-- The task --
An exact transcription of the records is required, minus any images.
________________
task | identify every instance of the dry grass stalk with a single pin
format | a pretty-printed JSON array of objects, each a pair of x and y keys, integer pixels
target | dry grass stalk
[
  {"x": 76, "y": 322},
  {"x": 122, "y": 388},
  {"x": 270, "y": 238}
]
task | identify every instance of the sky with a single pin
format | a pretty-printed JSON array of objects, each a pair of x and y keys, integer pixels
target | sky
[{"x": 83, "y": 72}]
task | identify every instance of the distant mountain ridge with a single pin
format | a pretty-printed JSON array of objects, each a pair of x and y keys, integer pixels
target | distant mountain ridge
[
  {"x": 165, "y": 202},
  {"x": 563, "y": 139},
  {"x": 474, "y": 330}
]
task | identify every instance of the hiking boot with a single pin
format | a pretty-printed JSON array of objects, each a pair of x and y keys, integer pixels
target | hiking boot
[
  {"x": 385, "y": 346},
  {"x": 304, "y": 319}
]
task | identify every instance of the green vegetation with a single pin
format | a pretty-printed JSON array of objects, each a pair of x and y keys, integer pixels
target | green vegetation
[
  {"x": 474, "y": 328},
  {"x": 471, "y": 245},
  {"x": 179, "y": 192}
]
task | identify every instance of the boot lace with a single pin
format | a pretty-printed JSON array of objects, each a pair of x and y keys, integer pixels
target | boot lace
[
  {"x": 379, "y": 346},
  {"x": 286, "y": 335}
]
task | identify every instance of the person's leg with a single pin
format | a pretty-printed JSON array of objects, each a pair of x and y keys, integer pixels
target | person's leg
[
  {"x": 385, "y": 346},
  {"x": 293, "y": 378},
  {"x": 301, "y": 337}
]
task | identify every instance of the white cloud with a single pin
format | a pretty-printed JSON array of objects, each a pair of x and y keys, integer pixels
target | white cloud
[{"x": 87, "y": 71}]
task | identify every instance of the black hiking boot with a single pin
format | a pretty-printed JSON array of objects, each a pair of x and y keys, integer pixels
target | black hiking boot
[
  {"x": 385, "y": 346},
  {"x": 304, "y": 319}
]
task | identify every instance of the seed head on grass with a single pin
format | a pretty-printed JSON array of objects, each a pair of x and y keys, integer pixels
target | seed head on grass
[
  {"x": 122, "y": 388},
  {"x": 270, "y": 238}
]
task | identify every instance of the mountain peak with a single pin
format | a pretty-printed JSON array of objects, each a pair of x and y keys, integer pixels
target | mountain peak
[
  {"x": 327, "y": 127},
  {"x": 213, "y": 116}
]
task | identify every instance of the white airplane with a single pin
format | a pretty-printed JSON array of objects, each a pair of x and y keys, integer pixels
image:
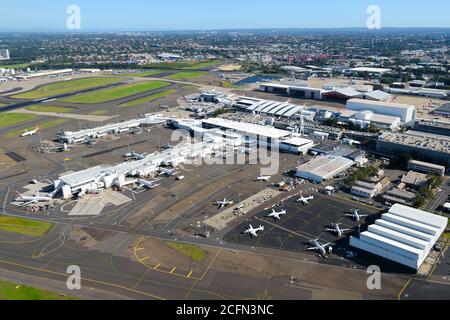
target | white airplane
[
  {"x": 135, "y": 156},
  {"x": 61, "y": 148},
  {"x": 317, "y": 246},
  {"x": 305, "y": 200},
  {"x": 355, "y": 215},
  {"x": 252, "y": 231},
  {"x": 263, "y": 178},
  {"x": 29, "y": 133},
  {"x": 277, "y": 215},
  {"x": 337, "y": 229},
  {"x": 167, "y": 172},
  {"x": 31, "y": 199},
  {"x": 148, "y": 184},
  {"x": 224, "y": 203}
]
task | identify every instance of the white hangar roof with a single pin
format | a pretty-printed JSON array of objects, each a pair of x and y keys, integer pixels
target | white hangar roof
[{"x": 404, "y": 235}]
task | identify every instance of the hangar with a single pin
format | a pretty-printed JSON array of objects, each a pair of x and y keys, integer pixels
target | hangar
[
  {"x": 323, "y": 168},
  {"x": 404, "y": 235}
]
________________
-- Written response --
task | identify every instance of the dry grass stalk with a single pin
format | a pretty-printed JSON array of objects, each a pair of x and y keys, integer pixels
target | dry grass stalk
[
  {"x": 76, "y": 322},
  {"x": 122, "y": 388},
  {"x": 270, "y": 238}
]
task | identify every instance of the sky with a single pin
format | a pretty-printed JSON array of objects, each a pair of x and y keys, integer pixels
target | sky
[{"x": 83, "y": 72}]
task | identify every instance of the distant mountain ridge with a single pin
format | a pretty-printed JSON array of objects, each a pair of x and y keys, integer pixels
target | distant mountain ridge
[
  {"x": 165, "y": 202},
  {"x": 563, "y": 139},
  {"x": 474, "y": 330}
]
task | identify every instance of the hiking boot with a single pin
format | a pretty-printed JSON array of objects, each a pair of x and y keys, integer pixels
target | hiking boot
[
  {"x": 385, "y": 346},
  {"x": 304, "y": 319}
]
task | identify every instance of the green vegetation with a single pin
format | a pretty-printed JSON array of objects, each a pair of x and y keys, integer pixels
target | green vegetation
[
  {"x": 474, "y": 328},
  {"x": 471, "y": 245},
  {"x": 179, "y": 192}
]
task | identify every instance of the boot lace with a single pin
format | a pretty-printed JSON array of objects, each a pair of x and y keys, integer pixels
target | boot lace
[
  {"x": 379, "y": 346},
  {"x": 286, "y": 335}
]
task | identify every instance of the person's leg with a single pin
format | a pretty-printed JSON array of objects, each a pair of x and y keys, integer pixels
target | person's leg
[
  {"x": 385, "y": 346},
  {"x": 293, "y": 378},
  {"x": 301, "y": 337}
]
task | identify every instance of the white cloud with a single pin
format | a pretty-printed JSON array of objects, each a pair of x and y keys, integer pixels
target | white cloud
[{"x": 87, "y": 71}]
task | identify every instance of the black hiking boot with a single pin
format | a pretty-printed JSON array of objects, each a pair of x and y keys, integer pixels
target | black hiking boot
[
  {"x": 385, "y": 346},
  {"x": 304, "y": 319}
]
task | identify every instance of the seed head on grass with a single pin
format | a pretty-printed JSON array of objects, each a pair of x and y keys, integer pixels
target | seed head on grass
[
  {"x": 122, "y": 388},
  {"x": 270, "y": 238}
]
task | identify every instance of the mountain peak with a single pin
format | a pretty-printed JSON array of objects, each a pair of x and y keys, integer pixels
target | mountain peak
[
  {"x": 327, "y": 127},
  {"x": 213, "y": 116}
]
task | identify every instance of the white airplane with a single pin
format | a pretty-printed JSON array of objects, each a pair of x and y keys, integer pixels
image:
target | white airplane
[
  {"x": 135, "y": 156},
  {"x": 61, "y": 148},
  {"x": 317, "y": 246},
  {"x": 305, "y": 200},
  {"x": 355, "y": 215},
  {"x": 252, "y": 231},
  {"x": 263, "y": 178},
  {"x": 29, "y": 133},
  {"x": 277, "y": 215},
  {"x": 337, "y": 229},
  {"x": 167, "y": 172},
  {"x": 31, "y": 199},
  {"x": 148, "y": 184},
  {"x": 224, "y": 203}
]
task | identify every instance of the white hangar roof with a single pin
format | a pretty-printed JSON array of objects, each a pair of x and y keys, integer pixels
target | white hangar roof
[{"x": 404, "y": 235}]
task | identify every instance of the hangar with a single pin
format | a pretty-printed JSON array of objects, each a pair of x and y keys, integer pixels
target | hangar
[
  {"x": 323, "y": 168},
  {"x": 404, "y": 235}
]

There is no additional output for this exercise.